Start of Block
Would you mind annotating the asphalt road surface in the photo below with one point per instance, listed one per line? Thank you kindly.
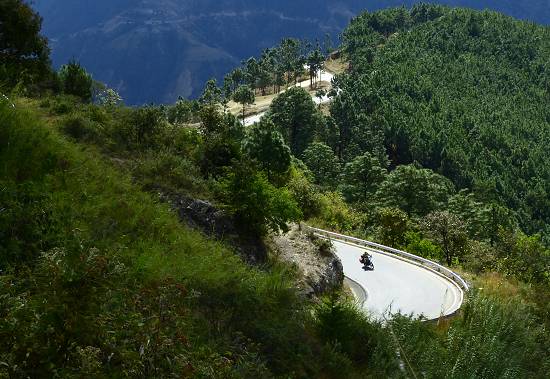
(398, 286)
(324, 77)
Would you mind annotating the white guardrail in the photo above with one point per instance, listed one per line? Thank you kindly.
(454, 277)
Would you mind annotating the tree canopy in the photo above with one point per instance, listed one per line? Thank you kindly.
(24, 52)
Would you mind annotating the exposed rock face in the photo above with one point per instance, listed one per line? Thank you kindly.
(321, 268)
(202, 215)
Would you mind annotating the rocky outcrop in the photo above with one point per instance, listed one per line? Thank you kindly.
(204, 216)
(321, 269)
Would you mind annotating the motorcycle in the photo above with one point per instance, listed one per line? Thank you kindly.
(366, 261)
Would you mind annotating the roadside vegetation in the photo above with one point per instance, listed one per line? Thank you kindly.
(99, 278)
End of Block
■ BRIEF
Write out only those lines of the entries that lie between the line containing "Would you mind annotating the rocky" and the last line, inclusive, reproducing them exactly.

■ ANSWER SECTION
Would you mind annotating the rocky outcrop in the photo above with one point per instance, listed one per line? Thank you kindly.
(204, 216)
(321, 269)
Would you mind annotating the motorcycle in the photo above with one point per instance, listed one per line? Thank you kindly.
(366, 261)
Would you mind annotating the roadside vegetation in the photo above with one point per instance, listed one per line? Thank you kindly.
(99, 278)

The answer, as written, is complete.